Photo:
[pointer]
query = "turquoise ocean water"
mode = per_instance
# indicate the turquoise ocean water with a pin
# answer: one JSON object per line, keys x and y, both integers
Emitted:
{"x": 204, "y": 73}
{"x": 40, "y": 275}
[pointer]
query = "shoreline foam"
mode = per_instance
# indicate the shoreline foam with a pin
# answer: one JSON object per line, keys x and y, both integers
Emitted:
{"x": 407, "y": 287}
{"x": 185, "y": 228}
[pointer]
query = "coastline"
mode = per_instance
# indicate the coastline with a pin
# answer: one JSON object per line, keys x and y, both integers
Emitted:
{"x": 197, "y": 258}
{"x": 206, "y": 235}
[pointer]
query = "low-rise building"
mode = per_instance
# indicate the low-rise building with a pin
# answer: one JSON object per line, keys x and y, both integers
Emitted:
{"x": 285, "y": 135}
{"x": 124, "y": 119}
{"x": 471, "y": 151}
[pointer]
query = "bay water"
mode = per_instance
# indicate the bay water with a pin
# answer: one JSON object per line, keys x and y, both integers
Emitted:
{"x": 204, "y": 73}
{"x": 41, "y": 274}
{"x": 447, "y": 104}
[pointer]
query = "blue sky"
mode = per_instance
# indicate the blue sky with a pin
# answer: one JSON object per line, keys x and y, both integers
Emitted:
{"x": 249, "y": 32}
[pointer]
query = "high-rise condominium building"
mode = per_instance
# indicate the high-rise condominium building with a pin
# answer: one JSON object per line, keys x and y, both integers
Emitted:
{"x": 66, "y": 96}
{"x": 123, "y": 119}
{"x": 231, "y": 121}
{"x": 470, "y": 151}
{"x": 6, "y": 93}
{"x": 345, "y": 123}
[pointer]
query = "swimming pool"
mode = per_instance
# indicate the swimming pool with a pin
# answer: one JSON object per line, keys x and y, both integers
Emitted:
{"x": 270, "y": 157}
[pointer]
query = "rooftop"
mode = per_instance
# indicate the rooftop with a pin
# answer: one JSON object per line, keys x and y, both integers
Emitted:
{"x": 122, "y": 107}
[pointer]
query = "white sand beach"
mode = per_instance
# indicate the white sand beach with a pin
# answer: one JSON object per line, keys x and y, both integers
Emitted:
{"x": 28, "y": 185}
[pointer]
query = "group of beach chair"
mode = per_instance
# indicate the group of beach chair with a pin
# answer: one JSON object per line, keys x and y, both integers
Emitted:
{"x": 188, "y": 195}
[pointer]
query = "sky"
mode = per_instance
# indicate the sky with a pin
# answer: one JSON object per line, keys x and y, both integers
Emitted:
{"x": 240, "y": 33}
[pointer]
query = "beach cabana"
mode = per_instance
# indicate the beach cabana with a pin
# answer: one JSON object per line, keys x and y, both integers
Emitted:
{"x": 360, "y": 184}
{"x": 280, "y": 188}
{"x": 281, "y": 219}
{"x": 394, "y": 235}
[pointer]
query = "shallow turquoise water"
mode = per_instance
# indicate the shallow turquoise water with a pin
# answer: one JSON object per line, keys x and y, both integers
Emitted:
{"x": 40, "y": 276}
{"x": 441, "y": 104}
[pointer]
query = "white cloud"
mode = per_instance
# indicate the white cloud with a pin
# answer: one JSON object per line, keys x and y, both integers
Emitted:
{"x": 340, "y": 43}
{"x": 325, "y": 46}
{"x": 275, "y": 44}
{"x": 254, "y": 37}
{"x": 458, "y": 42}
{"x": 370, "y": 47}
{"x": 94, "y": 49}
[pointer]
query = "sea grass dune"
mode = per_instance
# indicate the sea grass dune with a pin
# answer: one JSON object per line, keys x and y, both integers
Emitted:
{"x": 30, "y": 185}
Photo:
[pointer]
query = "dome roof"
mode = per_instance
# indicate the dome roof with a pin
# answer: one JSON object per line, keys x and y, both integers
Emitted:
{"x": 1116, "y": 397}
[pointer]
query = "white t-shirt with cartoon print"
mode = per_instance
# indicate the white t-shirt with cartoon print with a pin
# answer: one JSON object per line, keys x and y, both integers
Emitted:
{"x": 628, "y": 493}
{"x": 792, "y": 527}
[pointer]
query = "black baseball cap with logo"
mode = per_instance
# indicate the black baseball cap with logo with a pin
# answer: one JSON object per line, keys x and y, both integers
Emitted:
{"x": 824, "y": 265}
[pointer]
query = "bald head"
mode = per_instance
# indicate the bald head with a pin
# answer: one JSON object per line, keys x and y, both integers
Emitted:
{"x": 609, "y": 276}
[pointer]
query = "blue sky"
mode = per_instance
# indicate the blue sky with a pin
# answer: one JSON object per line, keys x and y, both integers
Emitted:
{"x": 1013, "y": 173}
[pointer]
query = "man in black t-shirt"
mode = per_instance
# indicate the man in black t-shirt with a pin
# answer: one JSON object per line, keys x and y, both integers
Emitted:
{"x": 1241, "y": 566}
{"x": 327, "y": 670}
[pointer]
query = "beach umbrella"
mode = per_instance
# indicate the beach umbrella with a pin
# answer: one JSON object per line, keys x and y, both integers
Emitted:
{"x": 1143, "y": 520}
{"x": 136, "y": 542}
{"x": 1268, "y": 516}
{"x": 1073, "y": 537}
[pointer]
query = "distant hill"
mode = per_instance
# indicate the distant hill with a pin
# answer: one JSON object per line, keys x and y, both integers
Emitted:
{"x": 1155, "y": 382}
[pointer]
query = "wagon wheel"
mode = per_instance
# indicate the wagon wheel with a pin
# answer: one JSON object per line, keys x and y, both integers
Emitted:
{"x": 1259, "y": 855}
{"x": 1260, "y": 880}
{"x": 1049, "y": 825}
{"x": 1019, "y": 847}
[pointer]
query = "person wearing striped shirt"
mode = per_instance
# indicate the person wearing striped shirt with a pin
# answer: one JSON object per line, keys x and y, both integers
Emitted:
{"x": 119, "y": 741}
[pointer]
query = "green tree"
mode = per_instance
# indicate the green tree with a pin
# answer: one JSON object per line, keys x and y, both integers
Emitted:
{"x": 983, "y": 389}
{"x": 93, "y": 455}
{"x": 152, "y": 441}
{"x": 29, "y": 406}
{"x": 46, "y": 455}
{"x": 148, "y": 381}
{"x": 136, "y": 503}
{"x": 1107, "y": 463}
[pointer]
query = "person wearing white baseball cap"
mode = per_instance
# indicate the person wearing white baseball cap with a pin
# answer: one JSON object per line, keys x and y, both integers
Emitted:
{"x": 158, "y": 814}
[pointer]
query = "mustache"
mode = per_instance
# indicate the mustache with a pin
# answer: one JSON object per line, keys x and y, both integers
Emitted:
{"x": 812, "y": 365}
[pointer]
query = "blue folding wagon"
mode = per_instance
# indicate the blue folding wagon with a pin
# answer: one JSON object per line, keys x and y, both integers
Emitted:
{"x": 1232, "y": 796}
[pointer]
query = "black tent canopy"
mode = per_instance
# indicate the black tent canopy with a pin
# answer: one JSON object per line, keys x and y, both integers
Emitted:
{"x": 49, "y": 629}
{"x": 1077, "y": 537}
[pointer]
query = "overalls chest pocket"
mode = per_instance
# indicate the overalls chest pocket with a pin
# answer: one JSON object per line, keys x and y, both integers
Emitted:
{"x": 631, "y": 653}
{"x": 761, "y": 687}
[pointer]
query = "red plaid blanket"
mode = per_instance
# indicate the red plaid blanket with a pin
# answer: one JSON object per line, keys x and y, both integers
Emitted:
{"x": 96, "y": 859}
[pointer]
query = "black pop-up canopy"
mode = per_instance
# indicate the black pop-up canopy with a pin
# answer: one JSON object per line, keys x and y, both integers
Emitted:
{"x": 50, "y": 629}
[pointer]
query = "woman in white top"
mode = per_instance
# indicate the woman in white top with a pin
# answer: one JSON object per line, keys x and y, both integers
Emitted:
+++
Brief:
Count how many lines of the items above contain the string "group", matching case exactly, and reply with the number alone.

Worked answer:
2